The area around Maidstone has been occupied by the Blackfoot for centuries, and then by the Metis and Cree as they began to move east following contact with Europeans through the 17th to 19th centuries. The Indigenous followed the bison through the area for the most part until the herds became decimated by over hunting by the Americans and Canadians.
One major aspect of the Indigenous history comes in the fact that Maidstone is in the area of where many of the major events of the 1885 North West Rebellion occurred, most notably the Battle of Cut Knife that occurred to the southeast of Maidstone. The battle is commemorated on the Poundmaker First Nation Reserve. The reserve itself was settled by Chief Poundmaker in the Autumn of 1879 and due to the government’s failure to fulfill treaty promises, he became active in Indigenous politics and represented the Cree at various meetings and as a spokesperson with the government.
In June of 1884, a Thirst Dance was held on the reserve to discuss the worsening situation of the Indigenous of the area. By the middle of the month, 2,000 people had gathered. The North West Mounted Police would come in and accuse an Indigenous man of a farm instructor but any violence was averted by the peacekeeping efforts of Poundmaker and Big Bear, both men I’ve done episodes on in the past on the podcast.
With the 1885 North West Rebellion, both Big Bear and Poundmaker would be tried for treason despite pushing for peace and not having an active role in the rebellion. For Poundmaker, it would not be until the 21st century when Prime Minister Justin Trudeau pardoned Poundmaker.

◆ **What is asked**
Repeat the part of the passage on Maidstone's Indigenous history that begins at the words "In June of 1884, a" and stops after "Trudeau pardoned Poundmaker.". The records below the passage on Maidstone's Indigenous history come from a different source.

◆ **Data lines**

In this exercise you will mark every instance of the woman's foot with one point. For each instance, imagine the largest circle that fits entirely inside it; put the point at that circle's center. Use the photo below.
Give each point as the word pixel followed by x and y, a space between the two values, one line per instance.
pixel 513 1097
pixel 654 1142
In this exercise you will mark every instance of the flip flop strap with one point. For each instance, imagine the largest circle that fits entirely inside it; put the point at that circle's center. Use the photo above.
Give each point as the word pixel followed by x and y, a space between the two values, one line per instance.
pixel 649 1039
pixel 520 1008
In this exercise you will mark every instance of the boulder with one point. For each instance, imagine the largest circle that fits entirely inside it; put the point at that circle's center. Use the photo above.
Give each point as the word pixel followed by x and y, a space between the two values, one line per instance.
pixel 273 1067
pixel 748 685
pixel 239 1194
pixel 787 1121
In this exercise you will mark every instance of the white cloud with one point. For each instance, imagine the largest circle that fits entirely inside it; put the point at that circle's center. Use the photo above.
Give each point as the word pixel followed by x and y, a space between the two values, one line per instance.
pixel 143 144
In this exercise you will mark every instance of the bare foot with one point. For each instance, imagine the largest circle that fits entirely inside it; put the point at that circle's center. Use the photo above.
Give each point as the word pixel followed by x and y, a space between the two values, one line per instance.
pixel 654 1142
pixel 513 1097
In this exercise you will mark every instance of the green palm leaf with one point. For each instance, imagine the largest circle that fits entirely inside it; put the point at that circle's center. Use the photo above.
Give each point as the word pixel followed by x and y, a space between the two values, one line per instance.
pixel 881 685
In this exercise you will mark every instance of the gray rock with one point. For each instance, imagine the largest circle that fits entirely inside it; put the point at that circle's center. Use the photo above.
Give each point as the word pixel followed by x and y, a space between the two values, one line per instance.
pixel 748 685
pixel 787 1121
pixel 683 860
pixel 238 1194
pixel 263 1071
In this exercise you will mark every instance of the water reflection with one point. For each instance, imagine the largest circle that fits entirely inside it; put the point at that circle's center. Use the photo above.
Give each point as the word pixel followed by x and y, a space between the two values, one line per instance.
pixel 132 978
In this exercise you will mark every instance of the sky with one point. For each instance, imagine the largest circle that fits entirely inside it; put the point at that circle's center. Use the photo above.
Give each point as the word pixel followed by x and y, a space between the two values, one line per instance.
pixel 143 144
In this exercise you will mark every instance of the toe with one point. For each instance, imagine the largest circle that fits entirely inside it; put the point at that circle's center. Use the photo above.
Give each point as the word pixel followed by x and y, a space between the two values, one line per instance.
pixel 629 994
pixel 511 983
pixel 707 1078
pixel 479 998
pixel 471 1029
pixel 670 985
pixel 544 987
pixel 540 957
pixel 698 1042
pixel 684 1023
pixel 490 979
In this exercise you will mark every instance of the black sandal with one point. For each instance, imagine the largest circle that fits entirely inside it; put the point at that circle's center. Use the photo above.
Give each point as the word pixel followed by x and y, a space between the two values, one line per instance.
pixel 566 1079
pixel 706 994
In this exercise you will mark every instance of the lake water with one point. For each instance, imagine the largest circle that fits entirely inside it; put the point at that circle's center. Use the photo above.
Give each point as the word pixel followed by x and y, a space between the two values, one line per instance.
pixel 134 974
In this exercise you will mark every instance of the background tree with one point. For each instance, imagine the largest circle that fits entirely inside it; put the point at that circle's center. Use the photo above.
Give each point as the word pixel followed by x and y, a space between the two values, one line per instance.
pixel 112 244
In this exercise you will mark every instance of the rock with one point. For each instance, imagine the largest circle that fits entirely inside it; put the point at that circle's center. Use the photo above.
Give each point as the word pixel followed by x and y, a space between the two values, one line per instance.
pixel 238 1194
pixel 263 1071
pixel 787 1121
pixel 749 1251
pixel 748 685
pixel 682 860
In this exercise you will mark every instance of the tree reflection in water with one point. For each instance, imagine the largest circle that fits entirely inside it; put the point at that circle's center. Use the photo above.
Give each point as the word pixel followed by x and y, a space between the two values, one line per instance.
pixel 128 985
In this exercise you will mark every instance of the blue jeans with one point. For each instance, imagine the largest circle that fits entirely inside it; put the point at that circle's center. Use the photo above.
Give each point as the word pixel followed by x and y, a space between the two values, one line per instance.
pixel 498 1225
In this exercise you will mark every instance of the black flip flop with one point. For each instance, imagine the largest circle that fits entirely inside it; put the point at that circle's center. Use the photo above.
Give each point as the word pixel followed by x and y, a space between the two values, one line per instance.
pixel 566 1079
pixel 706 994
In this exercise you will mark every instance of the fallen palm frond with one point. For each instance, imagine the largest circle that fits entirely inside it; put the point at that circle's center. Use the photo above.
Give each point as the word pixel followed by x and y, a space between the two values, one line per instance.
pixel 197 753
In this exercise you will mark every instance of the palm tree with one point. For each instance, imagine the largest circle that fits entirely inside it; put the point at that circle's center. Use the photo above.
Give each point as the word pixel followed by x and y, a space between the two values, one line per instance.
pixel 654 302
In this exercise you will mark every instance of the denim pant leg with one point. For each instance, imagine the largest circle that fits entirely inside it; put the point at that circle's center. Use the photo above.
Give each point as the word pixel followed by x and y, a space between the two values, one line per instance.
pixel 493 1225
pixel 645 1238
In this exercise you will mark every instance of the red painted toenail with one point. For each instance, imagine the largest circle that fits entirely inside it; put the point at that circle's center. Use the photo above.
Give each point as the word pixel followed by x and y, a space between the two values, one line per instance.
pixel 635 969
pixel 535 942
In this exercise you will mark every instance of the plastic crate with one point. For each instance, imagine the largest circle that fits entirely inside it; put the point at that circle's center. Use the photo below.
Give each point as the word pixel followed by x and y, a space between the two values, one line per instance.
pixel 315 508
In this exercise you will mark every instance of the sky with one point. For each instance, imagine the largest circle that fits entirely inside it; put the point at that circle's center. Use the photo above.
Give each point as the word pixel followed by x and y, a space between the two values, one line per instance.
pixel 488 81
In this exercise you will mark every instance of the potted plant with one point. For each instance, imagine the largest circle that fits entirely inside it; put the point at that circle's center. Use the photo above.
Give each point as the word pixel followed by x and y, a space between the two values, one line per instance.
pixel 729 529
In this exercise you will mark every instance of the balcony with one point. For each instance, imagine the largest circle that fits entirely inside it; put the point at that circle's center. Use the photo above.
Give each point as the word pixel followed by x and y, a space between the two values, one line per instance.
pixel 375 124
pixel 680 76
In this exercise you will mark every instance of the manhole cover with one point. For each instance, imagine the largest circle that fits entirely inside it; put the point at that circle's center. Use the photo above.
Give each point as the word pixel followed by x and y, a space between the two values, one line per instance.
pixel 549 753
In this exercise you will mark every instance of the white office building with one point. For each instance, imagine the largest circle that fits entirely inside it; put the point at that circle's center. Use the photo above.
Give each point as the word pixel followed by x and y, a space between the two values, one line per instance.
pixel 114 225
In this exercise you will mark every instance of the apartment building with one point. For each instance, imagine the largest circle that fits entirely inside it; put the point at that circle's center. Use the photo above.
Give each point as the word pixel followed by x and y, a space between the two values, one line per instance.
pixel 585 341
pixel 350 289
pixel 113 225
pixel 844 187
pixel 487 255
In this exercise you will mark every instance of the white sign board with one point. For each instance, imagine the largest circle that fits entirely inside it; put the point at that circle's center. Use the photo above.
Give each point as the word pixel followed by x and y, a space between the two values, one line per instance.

---

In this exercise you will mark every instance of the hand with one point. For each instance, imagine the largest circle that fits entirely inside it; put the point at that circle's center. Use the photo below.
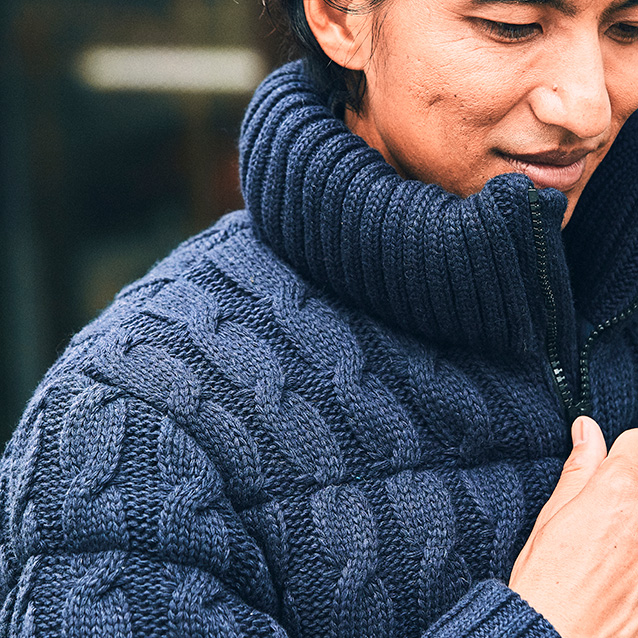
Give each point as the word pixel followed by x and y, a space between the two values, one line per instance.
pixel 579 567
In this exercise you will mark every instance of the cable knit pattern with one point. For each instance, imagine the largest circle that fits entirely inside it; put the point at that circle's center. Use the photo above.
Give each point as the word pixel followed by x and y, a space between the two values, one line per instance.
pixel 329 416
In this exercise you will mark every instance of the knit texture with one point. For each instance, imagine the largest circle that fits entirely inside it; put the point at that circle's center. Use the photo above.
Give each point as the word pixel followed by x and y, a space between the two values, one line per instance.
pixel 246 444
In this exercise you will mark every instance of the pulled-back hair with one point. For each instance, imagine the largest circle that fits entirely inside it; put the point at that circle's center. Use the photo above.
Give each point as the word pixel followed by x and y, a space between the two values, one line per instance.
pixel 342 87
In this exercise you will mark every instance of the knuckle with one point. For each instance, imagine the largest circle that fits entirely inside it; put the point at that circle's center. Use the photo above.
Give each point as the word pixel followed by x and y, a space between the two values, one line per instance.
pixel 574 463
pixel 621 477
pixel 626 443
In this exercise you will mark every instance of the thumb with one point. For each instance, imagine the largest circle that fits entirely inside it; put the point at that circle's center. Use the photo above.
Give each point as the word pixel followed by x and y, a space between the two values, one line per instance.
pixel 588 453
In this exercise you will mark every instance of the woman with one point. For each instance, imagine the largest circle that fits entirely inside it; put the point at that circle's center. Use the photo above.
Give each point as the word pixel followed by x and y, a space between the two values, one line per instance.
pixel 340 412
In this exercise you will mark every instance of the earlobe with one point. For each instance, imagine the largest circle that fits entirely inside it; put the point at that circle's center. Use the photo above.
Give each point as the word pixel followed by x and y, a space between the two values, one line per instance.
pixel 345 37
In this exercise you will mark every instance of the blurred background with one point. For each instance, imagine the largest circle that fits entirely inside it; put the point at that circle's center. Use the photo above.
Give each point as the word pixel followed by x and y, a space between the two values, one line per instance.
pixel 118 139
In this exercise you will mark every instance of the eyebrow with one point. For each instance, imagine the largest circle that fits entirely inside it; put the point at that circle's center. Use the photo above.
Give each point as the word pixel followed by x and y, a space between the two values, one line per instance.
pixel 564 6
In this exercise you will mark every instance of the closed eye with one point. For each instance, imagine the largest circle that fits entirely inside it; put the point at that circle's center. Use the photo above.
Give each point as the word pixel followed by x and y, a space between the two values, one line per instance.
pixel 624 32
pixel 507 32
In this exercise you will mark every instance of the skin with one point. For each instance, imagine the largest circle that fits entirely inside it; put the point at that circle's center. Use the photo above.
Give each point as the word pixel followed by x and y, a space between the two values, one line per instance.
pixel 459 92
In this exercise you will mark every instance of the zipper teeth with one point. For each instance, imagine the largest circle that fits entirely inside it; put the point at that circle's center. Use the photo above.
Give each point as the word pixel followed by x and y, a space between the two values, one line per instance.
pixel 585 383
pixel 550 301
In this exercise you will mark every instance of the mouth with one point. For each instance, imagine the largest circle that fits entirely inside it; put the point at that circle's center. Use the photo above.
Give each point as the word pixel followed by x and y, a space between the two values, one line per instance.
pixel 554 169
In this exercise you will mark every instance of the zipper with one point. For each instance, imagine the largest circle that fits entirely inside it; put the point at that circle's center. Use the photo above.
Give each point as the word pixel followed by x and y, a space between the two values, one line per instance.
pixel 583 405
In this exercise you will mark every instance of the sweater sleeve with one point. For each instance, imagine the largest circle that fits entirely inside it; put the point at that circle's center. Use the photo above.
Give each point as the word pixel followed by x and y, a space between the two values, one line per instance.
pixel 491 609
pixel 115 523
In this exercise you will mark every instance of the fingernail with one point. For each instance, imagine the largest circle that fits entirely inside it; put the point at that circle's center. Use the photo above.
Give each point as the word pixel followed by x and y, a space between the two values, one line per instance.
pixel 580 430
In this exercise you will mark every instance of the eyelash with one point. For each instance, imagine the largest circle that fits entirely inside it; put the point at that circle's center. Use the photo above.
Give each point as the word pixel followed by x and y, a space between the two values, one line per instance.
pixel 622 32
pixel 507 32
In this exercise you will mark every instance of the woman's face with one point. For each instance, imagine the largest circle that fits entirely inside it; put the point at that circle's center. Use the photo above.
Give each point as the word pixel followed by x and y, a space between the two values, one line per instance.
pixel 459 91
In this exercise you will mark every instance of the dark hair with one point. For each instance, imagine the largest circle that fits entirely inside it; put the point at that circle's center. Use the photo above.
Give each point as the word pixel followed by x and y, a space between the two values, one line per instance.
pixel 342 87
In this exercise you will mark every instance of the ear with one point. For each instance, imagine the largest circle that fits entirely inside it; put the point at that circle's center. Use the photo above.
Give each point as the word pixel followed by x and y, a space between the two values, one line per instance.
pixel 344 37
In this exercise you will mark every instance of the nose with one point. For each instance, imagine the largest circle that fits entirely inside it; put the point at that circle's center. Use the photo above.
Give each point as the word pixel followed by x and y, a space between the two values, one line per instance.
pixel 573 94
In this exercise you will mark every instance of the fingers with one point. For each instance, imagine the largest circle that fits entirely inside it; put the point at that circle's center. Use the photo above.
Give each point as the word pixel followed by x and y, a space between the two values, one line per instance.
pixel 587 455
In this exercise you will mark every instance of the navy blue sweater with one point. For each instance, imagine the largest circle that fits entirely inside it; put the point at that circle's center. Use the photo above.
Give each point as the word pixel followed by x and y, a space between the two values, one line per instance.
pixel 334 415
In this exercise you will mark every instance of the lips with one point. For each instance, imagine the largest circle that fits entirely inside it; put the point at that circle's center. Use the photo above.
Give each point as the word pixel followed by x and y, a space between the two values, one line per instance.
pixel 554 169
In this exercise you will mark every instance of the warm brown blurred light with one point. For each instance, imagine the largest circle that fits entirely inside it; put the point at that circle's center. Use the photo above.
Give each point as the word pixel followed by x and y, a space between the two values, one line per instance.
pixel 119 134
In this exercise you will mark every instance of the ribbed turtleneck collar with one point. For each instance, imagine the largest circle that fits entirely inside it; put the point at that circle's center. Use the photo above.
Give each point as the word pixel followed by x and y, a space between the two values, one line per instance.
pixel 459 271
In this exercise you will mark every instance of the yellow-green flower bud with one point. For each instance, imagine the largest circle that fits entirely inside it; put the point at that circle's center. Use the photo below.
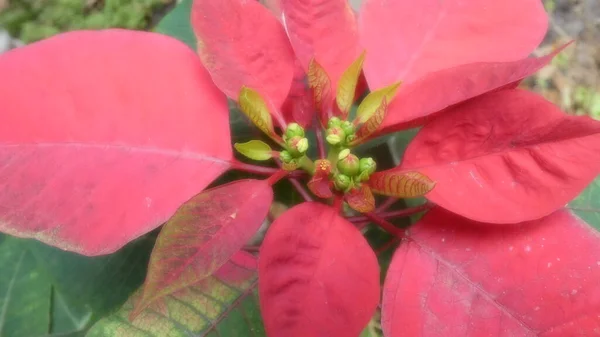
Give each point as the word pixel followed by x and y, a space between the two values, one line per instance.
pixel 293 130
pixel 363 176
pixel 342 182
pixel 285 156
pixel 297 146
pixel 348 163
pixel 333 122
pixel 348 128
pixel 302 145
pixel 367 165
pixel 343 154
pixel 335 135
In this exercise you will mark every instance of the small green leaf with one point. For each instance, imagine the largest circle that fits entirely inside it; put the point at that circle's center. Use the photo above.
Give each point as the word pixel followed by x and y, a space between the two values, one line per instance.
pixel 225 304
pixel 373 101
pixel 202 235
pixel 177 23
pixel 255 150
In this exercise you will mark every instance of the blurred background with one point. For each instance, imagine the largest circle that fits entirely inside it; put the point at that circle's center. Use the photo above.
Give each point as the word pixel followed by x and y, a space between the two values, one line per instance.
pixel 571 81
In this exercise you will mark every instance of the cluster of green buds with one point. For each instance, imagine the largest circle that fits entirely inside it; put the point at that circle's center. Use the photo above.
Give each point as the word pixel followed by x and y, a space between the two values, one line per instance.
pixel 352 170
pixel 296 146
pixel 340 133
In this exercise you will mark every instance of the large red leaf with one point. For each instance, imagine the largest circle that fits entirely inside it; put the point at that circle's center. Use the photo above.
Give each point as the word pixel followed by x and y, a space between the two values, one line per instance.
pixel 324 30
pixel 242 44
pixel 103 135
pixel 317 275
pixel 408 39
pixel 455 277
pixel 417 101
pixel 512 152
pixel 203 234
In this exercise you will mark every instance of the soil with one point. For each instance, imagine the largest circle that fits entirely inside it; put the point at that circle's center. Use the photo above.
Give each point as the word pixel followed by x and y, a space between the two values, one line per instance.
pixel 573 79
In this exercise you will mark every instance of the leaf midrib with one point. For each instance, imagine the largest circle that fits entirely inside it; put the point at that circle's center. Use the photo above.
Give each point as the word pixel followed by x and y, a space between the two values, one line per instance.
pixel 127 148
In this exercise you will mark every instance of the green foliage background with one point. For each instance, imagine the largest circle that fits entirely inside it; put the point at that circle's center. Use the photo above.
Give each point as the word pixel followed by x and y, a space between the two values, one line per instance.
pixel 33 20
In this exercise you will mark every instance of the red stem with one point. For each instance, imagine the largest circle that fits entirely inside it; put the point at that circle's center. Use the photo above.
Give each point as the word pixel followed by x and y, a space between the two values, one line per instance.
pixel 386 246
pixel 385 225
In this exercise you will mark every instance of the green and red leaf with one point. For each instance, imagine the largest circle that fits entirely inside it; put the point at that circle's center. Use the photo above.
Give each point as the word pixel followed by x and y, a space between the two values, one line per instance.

--

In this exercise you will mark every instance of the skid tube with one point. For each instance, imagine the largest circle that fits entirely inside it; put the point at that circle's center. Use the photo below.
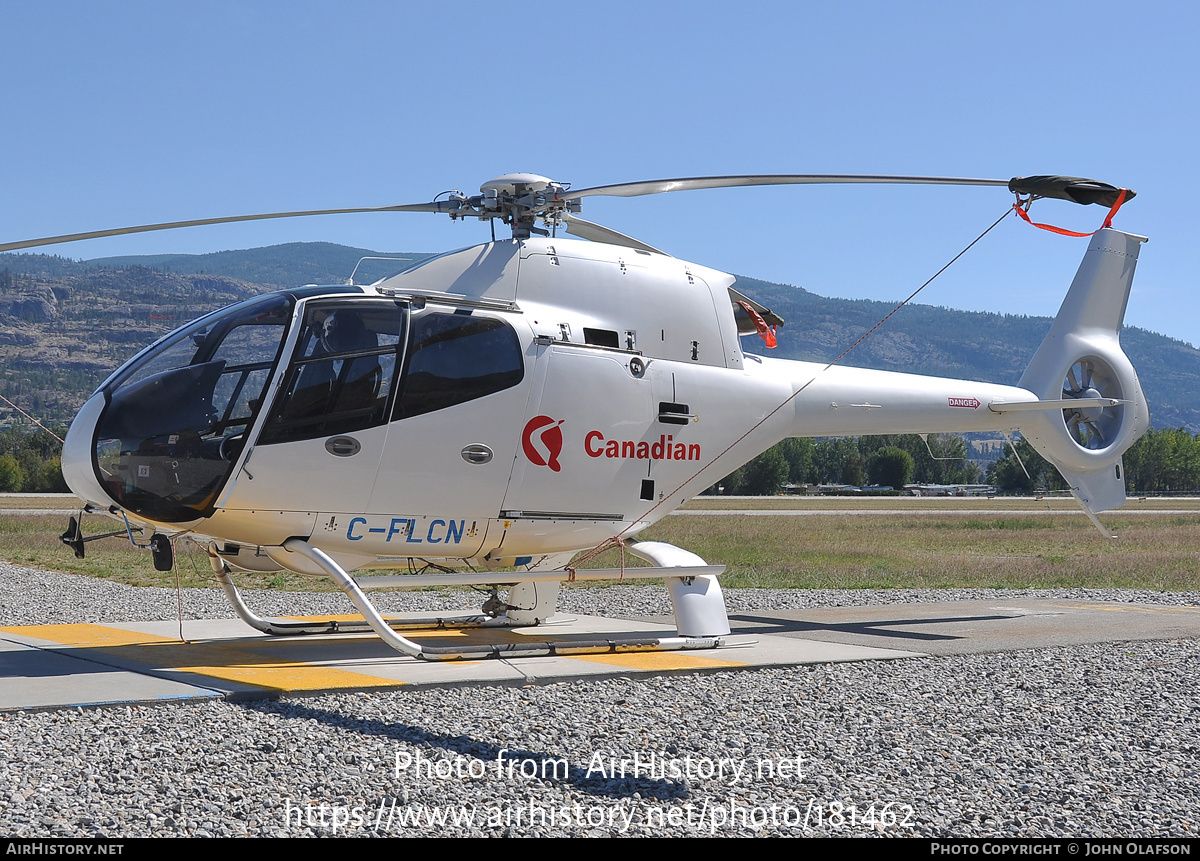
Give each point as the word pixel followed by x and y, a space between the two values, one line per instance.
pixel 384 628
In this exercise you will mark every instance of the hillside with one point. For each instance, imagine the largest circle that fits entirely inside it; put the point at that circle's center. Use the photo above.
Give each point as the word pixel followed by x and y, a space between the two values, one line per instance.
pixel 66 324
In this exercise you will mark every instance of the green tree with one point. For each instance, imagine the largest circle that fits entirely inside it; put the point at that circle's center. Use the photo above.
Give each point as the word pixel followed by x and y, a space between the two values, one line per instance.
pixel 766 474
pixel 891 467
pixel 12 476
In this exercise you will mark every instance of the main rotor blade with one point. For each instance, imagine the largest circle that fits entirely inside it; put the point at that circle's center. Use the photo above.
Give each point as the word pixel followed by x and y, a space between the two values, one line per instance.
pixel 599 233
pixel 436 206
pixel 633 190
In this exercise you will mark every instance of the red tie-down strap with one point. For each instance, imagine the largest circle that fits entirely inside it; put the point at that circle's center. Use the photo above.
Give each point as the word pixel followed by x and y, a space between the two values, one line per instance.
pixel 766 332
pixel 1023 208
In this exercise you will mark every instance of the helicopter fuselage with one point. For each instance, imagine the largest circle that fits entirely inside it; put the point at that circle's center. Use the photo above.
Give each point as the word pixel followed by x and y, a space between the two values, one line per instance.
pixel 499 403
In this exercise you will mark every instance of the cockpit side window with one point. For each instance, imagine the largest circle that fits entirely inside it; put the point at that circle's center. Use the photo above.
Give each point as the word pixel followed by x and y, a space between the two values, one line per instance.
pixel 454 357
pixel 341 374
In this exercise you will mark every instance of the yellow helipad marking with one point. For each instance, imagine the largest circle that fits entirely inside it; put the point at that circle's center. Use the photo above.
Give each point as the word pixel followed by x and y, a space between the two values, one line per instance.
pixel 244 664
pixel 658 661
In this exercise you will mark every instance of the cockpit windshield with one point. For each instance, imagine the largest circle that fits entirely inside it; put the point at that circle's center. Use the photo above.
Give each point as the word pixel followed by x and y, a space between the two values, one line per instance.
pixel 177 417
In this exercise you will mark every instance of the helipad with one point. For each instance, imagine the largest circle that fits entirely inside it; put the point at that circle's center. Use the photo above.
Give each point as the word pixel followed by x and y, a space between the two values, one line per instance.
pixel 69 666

◆ **Completed task**
In June of 1884, a Thirst Dance was held on the reserve to discuss the worsening situation of the Indigenous of the area. By the middle of the month, 2,000 people had gathered. The North West Mounted Police would come in and accuse an Indigenous man of a farm instructor but any violence was averted by the peacekeeping efforts of Poundmaker and Big Bear, both men I’ve done episodes on in the past on the podcast.
With the 1885 North West Rebellion, both Big Bear and Poundmaker would be tried for treason despite pushing for peace and not having an active role in the rebellion. For Poundmaker, it would not be until the 21st century when Prime Minister Justin Trudeau pardoned Poundmaker.